SET TASK =
Write out, please, the line containing "cap in this photo." together with all lines after it, up to and including the last one, with no other output.

* * *

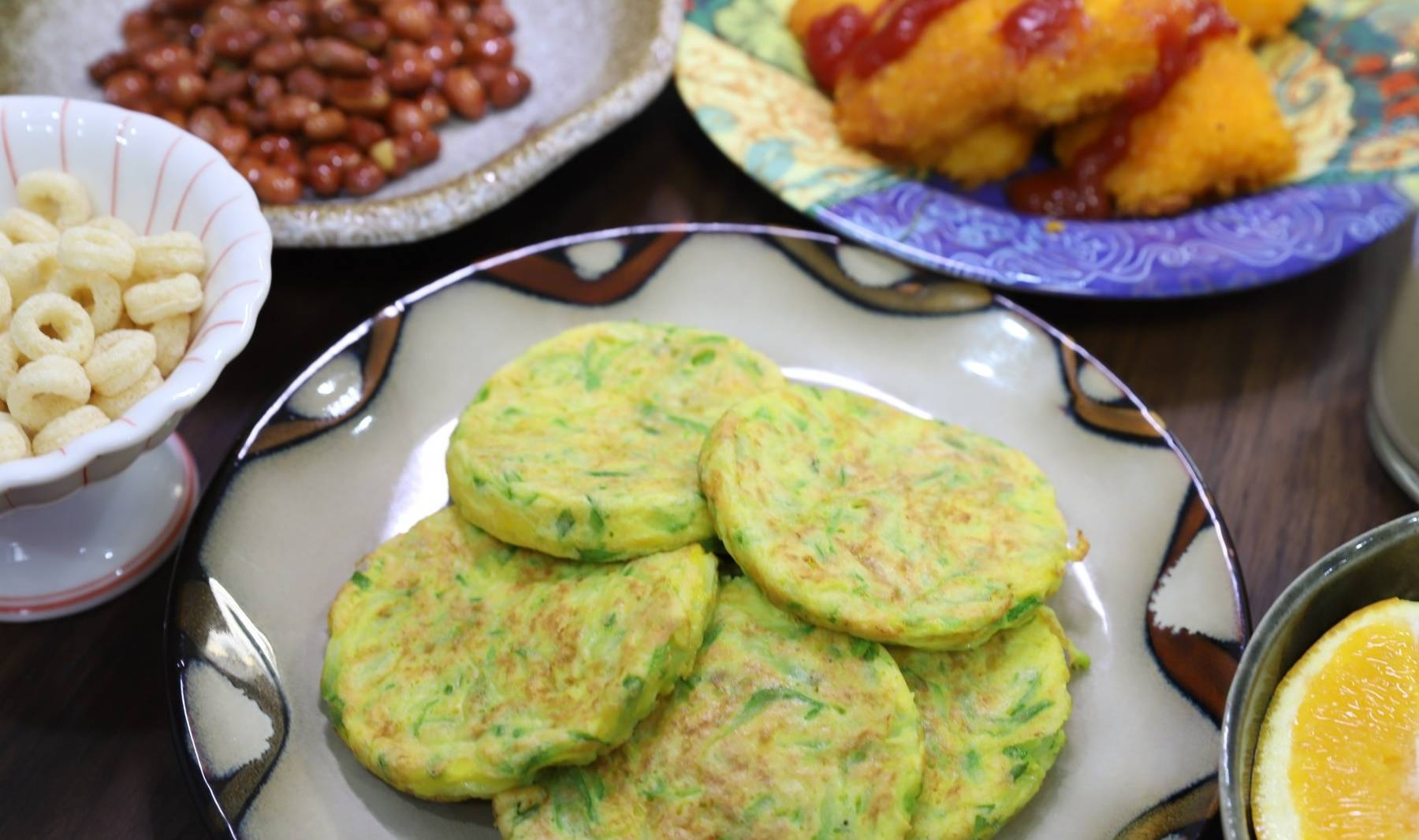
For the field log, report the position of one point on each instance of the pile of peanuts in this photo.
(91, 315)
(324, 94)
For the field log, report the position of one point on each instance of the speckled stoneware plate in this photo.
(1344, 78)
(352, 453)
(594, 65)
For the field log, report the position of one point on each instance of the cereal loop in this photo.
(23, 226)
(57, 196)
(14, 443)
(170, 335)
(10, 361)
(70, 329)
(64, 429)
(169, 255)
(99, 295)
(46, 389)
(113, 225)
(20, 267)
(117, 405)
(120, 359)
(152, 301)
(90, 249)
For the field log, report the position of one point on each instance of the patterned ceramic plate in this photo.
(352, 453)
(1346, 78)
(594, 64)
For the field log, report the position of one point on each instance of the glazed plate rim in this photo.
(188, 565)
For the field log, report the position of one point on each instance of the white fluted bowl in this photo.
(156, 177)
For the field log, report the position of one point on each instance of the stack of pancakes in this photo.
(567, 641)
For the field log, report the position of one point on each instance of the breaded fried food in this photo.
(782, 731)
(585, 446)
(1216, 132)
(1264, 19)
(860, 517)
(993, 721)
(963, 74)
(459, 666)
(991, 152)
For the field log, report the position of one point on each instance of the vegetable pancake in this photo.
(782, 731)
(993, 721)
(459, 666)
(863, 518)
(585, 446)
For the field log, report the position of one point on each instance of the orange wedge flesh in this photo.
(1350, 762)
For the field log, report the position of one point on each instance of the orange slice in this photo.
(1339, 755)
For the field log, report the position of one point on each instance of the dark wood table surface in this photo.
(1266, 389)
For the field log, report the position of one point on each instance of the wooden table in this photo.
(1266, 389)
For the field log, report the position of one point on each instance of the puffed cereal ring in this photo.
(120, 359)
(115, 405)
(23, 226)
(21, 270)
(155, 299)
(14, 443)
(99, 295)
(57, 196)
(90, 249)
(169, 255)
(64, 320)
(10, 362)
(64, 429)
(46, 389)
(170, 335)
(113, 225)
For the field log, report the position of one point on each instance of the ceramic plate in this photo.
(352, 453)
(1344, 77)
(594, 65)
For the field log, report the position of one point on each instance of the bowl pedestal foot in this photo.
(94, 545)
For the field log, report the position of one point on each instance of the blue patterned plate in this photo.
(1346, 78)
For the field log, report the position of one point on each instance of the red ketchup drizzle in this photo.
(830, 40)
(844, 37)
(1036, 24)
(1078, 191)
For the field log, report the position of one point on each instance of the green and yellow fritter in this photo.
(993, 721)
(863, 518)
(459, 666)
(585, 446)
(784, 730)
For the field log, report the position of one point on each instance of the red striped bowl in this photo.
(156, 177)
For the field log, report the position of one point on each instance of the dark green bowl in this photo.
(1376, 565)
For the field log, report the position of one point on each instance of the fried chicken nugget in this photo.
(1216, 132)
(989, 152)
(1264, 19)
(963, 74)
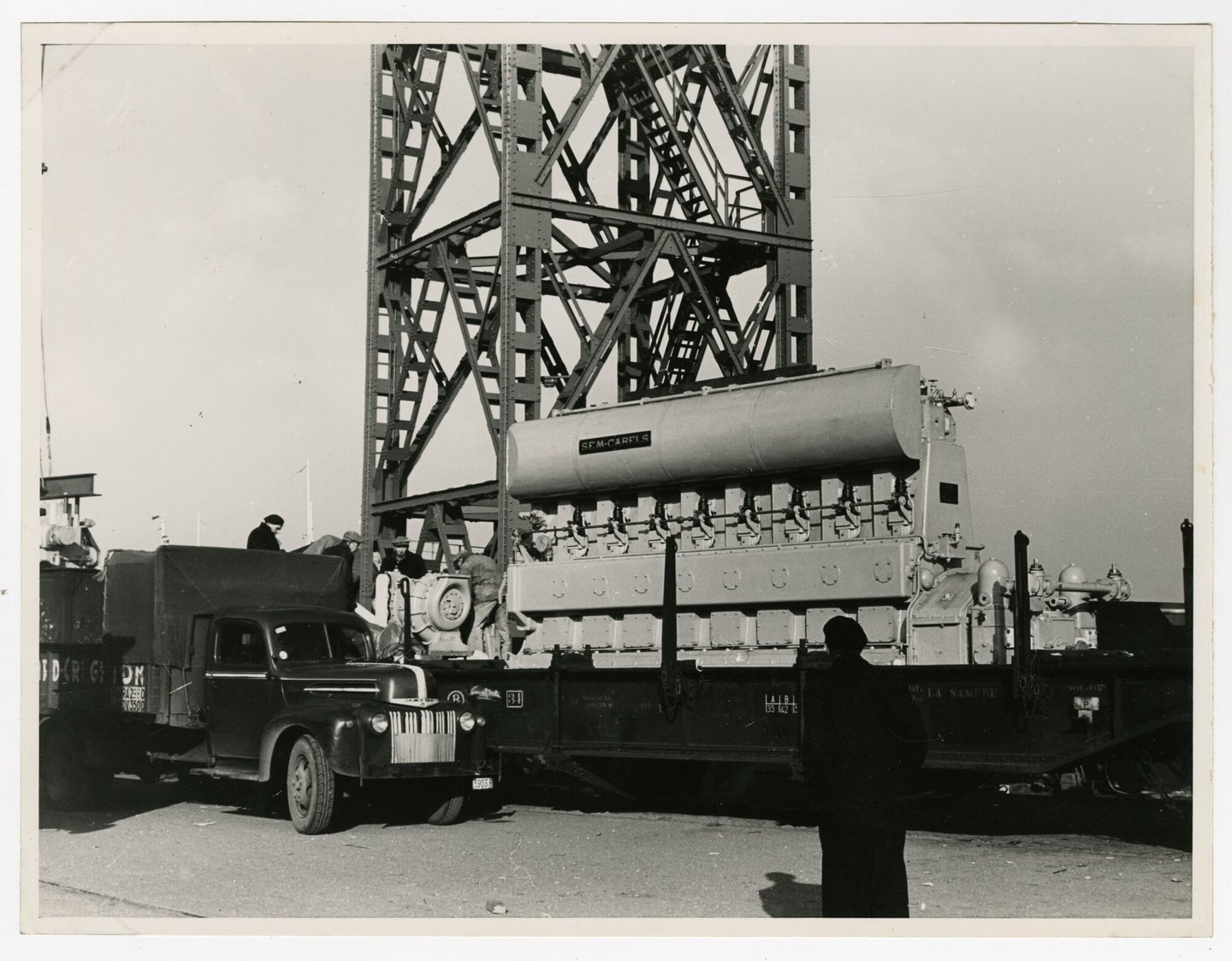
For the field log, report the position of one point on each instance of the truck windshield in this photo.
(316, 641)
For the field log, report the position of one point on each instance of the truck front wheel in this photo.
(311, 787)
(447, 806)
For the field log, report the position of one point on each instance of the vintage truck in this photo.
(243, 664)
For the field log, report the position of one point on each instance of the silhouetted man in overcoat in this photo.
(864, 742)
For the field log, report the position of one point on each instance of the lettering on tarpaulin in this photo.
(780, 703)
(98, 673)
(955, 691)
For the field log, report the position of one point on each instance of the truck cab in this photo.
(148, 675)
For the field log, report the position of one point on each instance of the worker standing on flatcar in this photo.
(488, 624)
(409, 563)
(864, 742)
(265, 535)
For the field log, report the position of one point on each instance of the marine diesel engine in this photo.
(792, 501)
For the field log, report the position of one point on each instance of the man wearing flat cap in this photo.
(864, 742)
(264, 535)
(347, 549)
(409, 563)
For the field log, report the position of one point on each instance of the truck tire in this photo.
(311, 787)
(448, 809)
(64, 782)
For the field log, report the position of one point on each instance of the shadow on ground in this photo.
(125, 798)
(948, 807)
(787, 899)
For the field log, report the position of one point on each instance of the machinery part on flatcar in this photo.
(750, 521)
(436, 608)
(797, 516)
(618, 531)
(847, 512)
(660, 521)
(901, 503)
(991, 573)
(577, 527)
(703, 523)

* * *

FINAL RESULT =
For the field log, report the position of one point on each instance of the man wearing flat cap in this photo.
(864, 742)
(264, 535)
(347, 549)
(409, 563)
For the field log, report the position of one point on each instance of the truck tire in this photo.
(311, 787)
(448, 809)
(64, 782)
For the field log, report the position of one point on each instance of the shadow on ground in this photo.
(125, 798)
(948, 807)
(787, 899)
For the field log, report the position of one point on each instance of the machinery part on flatcar in this photo.
(750, 521)
(436, 608)
(797, 516)
(618, 531)
(847, 512)
(660, 521)
(901, 503)
(991, 573)
(577, 527)
(703, 523)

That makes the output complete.